### Data shown
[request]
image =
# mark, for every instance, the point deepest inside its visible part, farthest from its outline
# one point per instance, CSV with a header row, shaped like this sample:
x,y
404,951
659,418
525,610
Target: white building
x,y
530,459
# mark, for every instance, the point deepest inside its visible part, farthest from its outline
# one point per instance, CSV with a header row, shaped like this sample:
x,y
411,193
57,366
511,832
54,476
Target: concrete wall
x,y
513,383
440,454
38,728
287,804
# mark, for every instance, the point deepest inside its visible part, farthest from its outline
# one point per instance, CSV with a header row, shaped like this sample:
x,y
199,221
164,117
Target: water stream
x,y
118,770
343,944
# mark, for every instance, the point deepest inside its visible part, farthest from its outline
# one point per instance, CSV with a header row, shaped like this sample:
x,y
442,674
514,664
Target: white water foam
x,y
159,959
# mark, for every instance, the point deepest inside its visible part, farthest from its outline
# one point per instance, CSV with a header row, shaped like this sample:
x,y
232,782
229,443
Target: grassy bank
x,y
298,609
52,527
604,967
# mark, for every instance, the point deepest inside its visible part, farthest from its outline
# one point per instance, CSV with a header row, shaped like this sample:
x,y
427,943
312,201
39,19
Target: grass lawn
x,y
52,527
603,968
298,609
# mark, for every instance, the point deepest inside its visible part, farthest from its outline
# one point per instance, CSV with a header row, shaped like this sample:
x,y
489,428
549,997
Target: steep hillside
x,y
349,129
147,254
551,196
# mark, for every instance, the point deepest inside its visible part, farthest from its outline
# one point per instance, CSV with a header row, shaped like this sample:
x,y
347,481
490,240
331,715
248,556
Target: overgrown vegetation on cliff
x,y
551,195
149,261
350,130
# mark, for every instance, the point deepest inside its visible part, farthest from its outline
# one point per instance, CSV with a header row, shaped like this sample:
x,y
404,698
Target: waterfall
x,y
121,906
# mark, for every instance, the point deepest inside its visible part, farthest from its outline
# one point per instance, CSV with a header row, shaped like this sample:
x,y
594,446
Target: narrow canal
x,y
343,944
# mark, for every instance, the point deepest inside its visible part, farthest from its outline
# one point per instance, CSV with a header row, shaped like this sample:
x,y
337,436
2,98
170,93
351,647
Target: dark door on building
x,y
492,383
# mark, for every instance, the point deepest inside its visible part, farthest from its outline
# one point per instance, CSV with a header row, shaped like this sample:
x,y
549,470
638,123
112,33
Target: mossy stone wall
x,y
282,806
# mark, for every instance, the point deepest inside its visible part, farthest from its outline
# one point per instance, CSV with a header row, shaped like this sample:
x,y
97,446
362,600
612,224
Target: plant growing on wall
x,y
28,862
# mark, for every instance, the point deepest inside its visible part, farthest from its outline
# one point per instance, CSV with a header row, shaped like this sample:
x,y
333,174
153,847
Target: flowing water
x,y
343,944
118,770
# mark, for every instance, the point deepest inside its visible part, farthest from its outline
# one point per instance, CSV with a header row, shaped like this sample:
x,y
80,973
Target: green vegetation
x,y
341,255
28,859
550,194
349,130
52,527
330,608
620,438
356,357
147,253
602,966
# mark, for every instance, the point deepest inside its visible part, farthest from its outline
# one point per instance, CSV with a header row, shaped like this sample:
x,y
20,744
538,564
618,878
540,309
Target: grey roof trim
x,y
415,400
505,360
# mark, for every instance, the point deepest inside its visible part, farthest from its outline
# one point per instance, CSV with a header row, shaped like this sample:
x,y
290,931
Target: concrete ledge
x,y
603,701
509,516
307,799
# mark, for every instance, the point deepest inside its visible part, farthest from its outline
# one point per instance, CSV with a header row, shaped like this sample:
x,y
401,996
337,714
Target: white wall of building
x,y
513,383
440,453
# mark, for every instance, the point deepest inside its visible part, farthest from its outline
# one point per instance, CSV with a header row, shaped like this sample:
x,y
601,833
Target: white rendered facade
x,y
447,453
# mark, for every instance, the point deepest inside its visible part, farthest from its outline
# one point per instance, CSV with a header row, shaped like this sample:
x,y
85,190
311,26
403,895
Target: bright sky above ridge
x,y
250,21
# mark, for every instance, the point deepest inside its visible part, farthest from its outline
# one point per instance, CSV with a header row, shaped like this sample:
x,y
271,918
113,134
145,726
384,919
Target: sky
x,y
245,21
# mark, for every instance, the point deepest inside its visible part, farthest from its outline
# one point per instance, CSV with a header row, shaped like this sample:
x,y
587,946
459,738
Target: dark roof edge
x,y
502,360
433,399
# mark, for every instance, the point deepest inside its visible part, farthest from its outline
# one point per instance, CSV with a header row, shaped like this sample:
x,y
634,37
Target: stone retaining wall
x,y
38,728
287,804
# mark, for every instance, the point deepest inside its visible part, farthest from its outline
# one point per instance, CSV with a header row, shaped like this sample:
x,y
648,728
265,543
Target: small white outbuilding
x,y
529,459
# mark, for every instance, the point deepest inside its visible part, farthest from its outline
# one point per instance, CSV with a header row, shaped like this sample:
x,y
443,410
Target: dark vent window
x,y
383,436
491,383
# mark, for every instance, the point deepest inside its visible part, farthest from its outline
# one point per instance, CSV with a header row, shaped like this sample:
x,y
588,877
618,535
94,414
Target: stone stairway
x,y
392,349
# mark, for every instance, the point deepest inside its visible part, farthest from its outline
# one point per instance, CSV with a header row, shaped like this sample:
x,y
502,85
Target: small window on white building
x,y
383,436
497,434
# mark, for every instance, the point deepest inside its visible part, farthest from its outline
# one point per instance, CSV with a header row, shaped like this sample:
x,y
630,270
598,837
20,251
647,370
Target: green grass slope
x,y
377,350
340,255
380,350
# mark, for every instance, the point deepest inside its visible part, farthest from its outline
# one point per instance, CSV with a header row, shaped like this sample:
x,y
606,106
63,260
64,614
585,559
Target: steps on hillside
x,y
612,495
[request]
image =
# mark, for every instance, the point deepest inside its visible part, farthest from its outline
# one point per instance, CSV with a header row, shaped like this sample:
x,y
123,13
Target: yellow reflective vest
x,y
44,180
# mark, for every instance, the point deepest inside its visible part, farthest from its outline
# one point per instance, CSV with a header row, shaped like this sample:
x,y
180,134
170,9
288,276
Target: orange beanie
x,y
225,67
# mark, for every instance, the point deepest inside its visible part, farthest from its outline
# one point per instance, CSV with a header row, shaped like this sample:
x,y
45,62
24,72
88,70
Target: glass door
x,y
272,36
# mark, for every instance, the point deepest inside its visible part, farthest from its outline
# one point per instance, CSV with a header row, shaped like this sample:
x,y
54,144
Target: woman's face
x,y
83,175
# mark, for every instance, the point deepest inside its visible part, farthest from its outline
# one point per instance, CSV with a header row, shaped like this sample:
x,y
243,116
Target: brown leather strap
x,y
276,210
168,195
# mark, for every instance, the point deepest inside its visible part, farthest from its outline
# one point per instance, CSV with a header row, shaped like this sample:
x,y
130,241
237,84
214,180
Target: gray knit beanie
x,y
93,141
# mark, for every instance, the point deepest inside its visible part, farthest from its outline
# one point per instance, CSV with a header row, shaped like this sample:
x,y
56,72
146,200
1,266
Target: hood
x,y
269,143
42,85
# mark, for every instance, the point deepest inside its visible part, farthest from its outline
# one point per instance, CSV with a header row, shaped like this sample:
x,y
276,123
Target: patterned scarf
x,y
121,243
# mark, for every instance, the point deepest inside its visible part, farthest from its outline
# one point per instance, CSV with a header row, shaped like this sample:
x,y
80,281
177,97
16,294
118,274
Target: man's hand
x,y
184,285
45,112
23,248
######
■ Exercise prompt
Reproduce the entries above in full, verbatim.

■ Answer for the task
[request]
image =
# mark, for every instance, the point deepest inside its visible part, farthest from its outline
# one point per instance, CSV with a header row, shaped like this sample:
x,y
404,951
659,418
525,610
Target: white building
x,y
530,459
# mark, for every instance, the point deepest inside its visible part, farthest from its outline
# one point per instance, CSV with a header row, shaped like this sample:
x,y
411,193
57,366
511,832
54,476
Target: concrete wall
x,y
513,383
440,454
38,728
287,804
# mark, for every instance, the point deepest inside its visible part, farthest from its outline
# one point per instance, CSV with a header row, shaped like this sample:
x,y
199,221
164,117
Target: water stream
x,y
118,770
343,944
# mark, for every instance, the point deepest inside its visible part, farthest from its outline
# one point per instance, CSV with a header row, shaped like this sample:
x,y
442,674
514,664
Target: white water foam
x,y
159,959
# mark, for every instance, the point deepest inside its visible part, farthest from its outline
# one point per instance, CSV with a header row, shaped like this sample:
x,y
232,782
229,443
Target: grassy bank
x,y
298,609
52,527
604,967
# mark, for every instance, the point deepest inside its visible part, farthest from its outline
# one point per instance, CSV with a header row, shaped like this sample:
x,y
427,943
312,201
39,19
Target: grass lawn
x,y
52,527
603,968
298,609
# mark, for every instance, the point deepest inside its visible part, farthest from its outline
# one point per instance, CSV with a header row, shaped like this sample:
x,y
489,428
549,997
Target: steep hillside
x,y
349,129
147,254
551,196
# mark, for every instance, the point deepest inside its visible part, farthest from its outline
# one point per instance, CSV with a header row, shaped like this sample:
x,y
347,481
490,240
331,715
248,556
Target: overgrown vegetation on cliff
x,y
551,195
149,261
350,130
# mark, for every instance, the point deepest inside its visible part, farthest from its outline
# one point per instance, CSV with a header row, shaped like this sample:
x,y
404,698
Target: waterfall
x,y
121,906
# mark, for every instance, the point deepest inside its visible part, farthest from its outline
# one point per instance, CSV with a header row, shaped like this sample:
x,y
594,446
Target: narrow canal
x,y
343,944
# mark, for every instance, the point deepest inside its visible part, farthest from its outline
# one point per instance, CSV with a header row, shaped like this sample:
x,y
337,436
2,98
170,93
351,647
Target: dark door on building
x,y
492,383
# mark, for every instance, the point deepest inside its visible part, farthest from its outline
# one point per instance, CSV with a header row, shaped like this sample:
x,y
549,470
638,123
112,33
Target: mossy stone wall
x,y
282,806
# mark, for every instance, the point deepest inside its visible part, farthest from its outline
# one point per instance, CSV with a header row, shaped like this sample:
x,y
97,446
362,600
612,224
Target: plant growing on wall
x,y
28,862
# mark, for every instance, the point deepest inside its visible part, farthest from its outline
# one point per instance, CSV with a header row, shaped like this sample:
x,y
333,174
153,847
Target: flowing water
x,y
343,944
118,770
# mark, for every instance, the point deepest inside its visible part, farthest from its outline
# one point per instance, CSV with a header row, shaped like this sample:
x,y
80,973
Target: green vegetation
x,y
341,255
28,859
550,194
349,130
52,527
330,608
620,438
356,357
147,253
602,966
# mark, for every instance, the point deepest inside its visible part, farthest from its outline
# one point per instance, CSV with a header row, shaped like this sample:
x,y
20,744
538,564
618,878
540,309
Target: grey roof trim
x,y
415,400
505,360
# mark, for every instance, the point deepest inside its visible part, farthest from its outline
# one point per instance, CSV with a header row, shaped like this sample:
x,y
290,931
Target: concrete ledge
x,y
603,701
509,516
307,799
# mark, for every instance, the point deepest inside its visible part, farthest from its outline
# one point per instance, CSV with a header row, shaped like this sample:
x,y
401,996
337,714
Target: white wall of building
x,y
513,383
440,453
# mark, for every instance, the point deepest inside its visible part, farthest from its outline
# one point per instance, CSV with a header row, shaped like this sample:
x,y
601,833
Target: white rendered facade
x,y
447,453
# mark, for every instance, the point deepest inside its visible part, farthest from its outline
# one point per instance, CSV with a header row, shaped like this sample:
x,y
85,190
311,26
403,895
Target: bright sky above ridge
x,y
250,21
# mark, for every instance, the point deepest inside its visible part, farthest from its outline
# one point per instance, CSV with a header row, shaped like this sample:
x,y
271,918
113,134
145,726
384,919
Target: sky
x,y
245,21
# mark, for every instance, the point deepest inside its visible part, farthest from its outline
# one point per instance, CSV with a header row, shaped like this sample:
x,y
587,946
459,738
Target: dark roof edge
x,y
502,360
433,399
# mark, for every instance, the point deepest inside its visible part, farthest from its outline
# one point per instance, CSV with a header row, shaped like this sample:
x,y
634,37
Target: stone retaining wall
x,y
38,728
287,804
# mark, for every instance, the point deepest inside its visible part, farthest from its outline
# one point per instance, CSV with a header row, shaped like this sample:
x,y
648,728
265,543
Target: small white outbuilding
x,y
529,459
# mark, for every instance, the point deepest inside its visible part, farthest from its outline
# one point per instance, CSV with a header row, shaped like this sample:
x,y
443,410
Target: dark vent window
x,y
383,436
491,383
# mark, for every instance, the point deepest inside its visible part, farthest from its outline
# one point per instance, CSV with a header row, shaped like this sample:
x,y
588,877
618,535
94,414
Target: stone stairway
x,y
392,349
# mark, for every instance, the point deepest inside its visible part, farthest from its outline
# one point per instance, CSV with a header row, shaped like this sample:
x,y
502,85
Target: small window on white building
x,y
383,436
497,434
# mark, for every instance, the point deepest inside its visible part, farthest from its outline
# one point per instance, CSV with a header row, shaped like this sample:
x,y
630,270
598,837
20,251
647,370
Target: green grass slope
x,y
377,350
340,255
380,350
# mark, for every instance, the point deepest inside its visible part, farthest from its outline
# one point per instance, CSV with a header row, shaped like this sample:
x,y
606,106
63,260
64,614
585,559
Target: steps on hillside
x,y
612,495
[request]
image =
# mark, for every instance, the point deepest inside its visible part, farthest from its outline
# one point per instance, CSV with a header row, shaped like this sample:
x,y
123,13
Target: yellow reflective vest
x,y
44,180
# mark, for every instance, the point deepest inside its visible part, farthest from its outline
# one point per instance, CSV with a header row, shaped like this sample:
x,y
180,134
170,9
288,276
Target: orange beanie
x,y
225,67
# mark, for every instance, the point deepest inside its visible part, farthest from its outline
# one point per instance, CSV with a header row, shaped like this sample:
x,y
45,62
24,72
88,70
Target: glass door
x,y
272,36
# mark, for every instance, the point deepest inside its visible part, farthest from its outline
# one point per instance, CSV with a header row, shaped like this sample:
x,y
54,144
Target: woman's face
x,y
83,175
# mark, for every instance, the point deepest inside its visible part, farthest from its outline
# one point per instance, CSV with a header row, shaped like this sample:
x,y
243,116
Target: brown leather strap
x,y
276,210
168,195
# mark, for every instance, the point deepest inside its visible part, farthest from its outline
# one point per instance, CSV with a header row, shaped like this sample:
x,y
130,241
237,84
214,180
Target: gray knit beanie
x,y
93,141
# mark, for every instance, the point deepest inside its visible part, farthest from its outline
# one point per instance, CSV with a header row, shaped like this sample:
x,y
56,72
146,200
1,266
Target: hood
x,y
269,143
42,85
# mark, for every instance, the point deepest inside its visible part, farthest from its outline
# one point per instance, CSV with a header row, shaped like this sample:
x,y
276,123
Target: patterned scarf
x,y
121,243
# mark, for every instance, the point deepest inside its visible part, farthest from its outline
# one point per instance, CSV with a header row, shaped like this sample:
x,y
80,281
177,97
16,294
118,274
Target: man's hand
x,y
184,285
45,112
23,248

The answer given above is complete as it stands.